Last July, The Lactation Education, Accreditation and Approval Review Committee (LEAARC), International Lactation Consultant Association® (ILCA®), and International Board of Lactation Consultant Examiners® (IBLCE®) hosted a Lactation Summit. The Summit was the first event of a multi-year initiative to explore equity and diversity in the lactation consultant profession.
The 2014 Summit brought together important voices from diverse ethnicities and perspectives to share real-life experiences, obstacles, and challenges of underrepresented groups across the globe. The proceedings served as a Needs Assessment to identify the issues, barriers, and stakeholders involved in equitable access to the lactation consultant profession. The day-long meeting included listening sessions and small workgroup activities to identify barriers and potential strategies for devising an action plan to address inequities that limit access to the profession.

Exercise details: In the Lactation Summit text, what did the Summit's proceedings serve as?

Source excerpt:
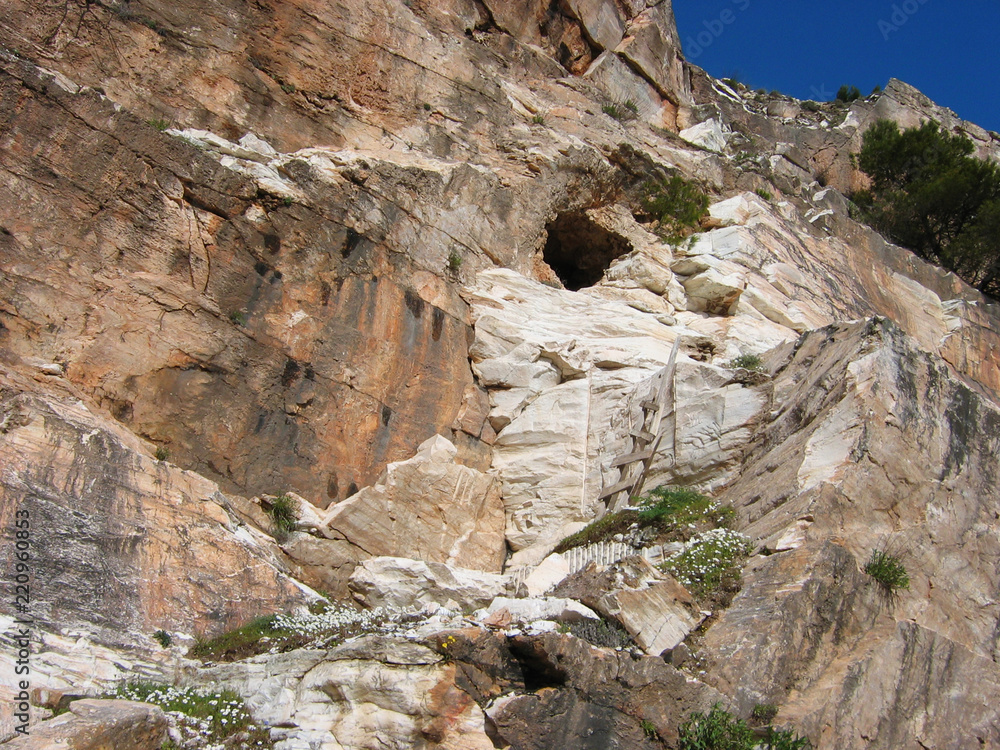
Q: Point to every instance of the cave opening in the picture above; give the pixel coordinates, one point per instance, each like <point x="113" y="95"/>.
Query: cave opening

Solved problem: A Needs Assessment to identify the issues, barriers, and stakeholders involved in equitable access to the lactation consultant profession.